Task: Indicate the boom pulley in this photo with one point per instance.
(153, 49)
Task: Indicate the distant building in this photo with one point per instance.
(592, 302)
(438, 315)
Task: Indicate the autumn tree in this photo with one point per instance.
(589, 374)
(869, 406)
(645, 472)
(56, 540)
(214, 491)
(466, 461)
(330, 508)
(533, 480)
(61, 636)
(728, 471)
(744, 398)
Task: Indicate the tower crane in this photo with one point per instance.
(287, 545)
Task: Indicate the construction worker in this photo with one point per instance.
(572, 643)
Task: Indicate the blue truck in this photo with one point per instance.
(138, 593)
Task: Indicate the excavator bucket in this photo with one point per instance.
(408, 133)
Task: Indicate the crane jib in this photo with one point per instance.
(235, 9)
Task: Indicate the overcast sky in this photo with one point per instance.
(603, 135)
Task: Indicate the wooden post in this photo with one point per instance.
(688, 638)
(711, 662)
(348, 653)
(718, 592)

----------------

TASK PROMPT = Repeat the data precisely, line by line.

TASK ANSWER =
Task: Indicate the boom pulley in this photo with one point per instance.
(153, 49)
Task: Indicate the distant building in this photo with one point per instance.
(592, 302)
(438, 315)
Task: Indicate the autumn tree in this photo with one point per instance.
(589, 374)
(869, 406)
(645, 472)
(56, 540)
(214, 491)
(466, 461)
(330, 508)
(533, 480)
(61, 636)
(728, 471)
(744, 398)
Task: Indicate the tower crane in this photo with one point per instance.
(287, 545)
Task: Indicate the construction worker in this photo with one point per instance.
(572, 643)
Task: Indicate the blue truck in this photo with one point per instance.
(138, 593)
Task: Indicate the excavator bucket in this photo with one point per instance.
(408, 133)
Task: Indicate the crane jib in this photo with one point per instance.
(235, 9)
Task: Indicate the overcast sky in this photo with one point per instance.
(603, 135)
Task: Indicate the wooden post in this photo with one point per instance.
(688, 638)
(711, 662)
(348, 653)
(718, 592)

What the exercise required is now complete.